Alıştırmanın istediği: Aşağıdaki malzemenin bütün satırlarını hiçbir değişiklik yapmadan yeniden yazın, ancak resimleri yanıta almayın.

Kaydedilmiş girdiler

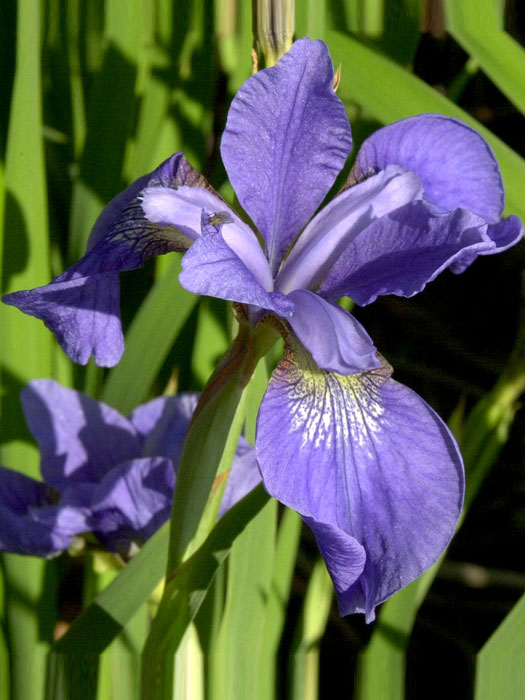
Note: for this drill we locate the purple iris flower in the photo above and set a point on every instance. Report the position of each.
(368, 464)
(103, 473)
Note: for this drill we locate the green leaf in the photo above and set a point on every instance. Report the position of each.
(304, 659)
(481, 34)
(211, 338)
(110, 116)
(236, 659)
(388, 92)
(284, 564)
(25, 344)
(185, 590)
(500, 669)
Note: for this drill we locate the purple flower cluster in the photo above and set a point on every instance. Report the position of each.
(371, 468)
(103, 473)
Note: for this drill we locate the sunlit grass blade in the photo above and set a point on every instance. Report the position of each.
(500, 669)
(388, 92)
(211, 339)
(304, 658)
(236, 659)
(480, 31)
(110, 113)
(185, 590)
(284, 564)
(25, 345)
(148, 340)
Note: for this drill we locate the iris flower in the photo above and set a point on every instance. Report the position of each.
(103, 473)
(367, 463)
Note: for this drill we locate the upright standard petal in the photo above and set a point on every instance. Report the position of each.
(404, 250)
(286, 139)
(336, 340)
(371, 468)
(80, 439)
(20, 531)
(337, 225)
(212, 268)
(454, 163)
(81, 306)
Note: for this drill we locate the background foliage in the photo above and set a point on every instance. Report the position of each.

Sorunun yanıtı:
Note: for this drill we locate the purple iris flower in the photo above and set a point on every instance. Report the position of each.
(368, 464)
(103, 473)
Note: for this drill we locate the green leaf in the photo above and set a point on every instance. Report the position of each.
(304, 659)
(481, 34)
(211, 338)
(110, 116)
(236, 659)
(388, 92)
(284, 564)
(25, 344)
(185, 590)
(500, 669)
Note: for this drill we locate the purple flower cluster in the photo above and set a point on every instance. Report the position of each.
(371, 468)
(103, 473)
Note: for this drill we locate the sunlit grass blade in the photo above and set a point on every instance. Report the position of each.
(500, 669)
(388, 92)
(211, 339)
(304, 658)
(236, 659)
(480, 31)
(110, 113)
(185, 590)
(284, 564)
(25, 345)
(148, 340)
Note: for this drill we locate the iris flower in the photo above and set a point on every instance. Report the position of each.
(103, 473)
(367, 463)
Note: for this drill we locate the upright standard petal in the photo above and set a point on every instance. Report the position of each.
(404, 250)
(286, 139)
(336, 340)
(371, 468)
(80, 439)
(20, 531)
(337, 225)
(212, 268)
(454, 163)
(81, 306)
Note: for this drill we locate the background foliage in the photo above and set a point on every instance. Report the position of each.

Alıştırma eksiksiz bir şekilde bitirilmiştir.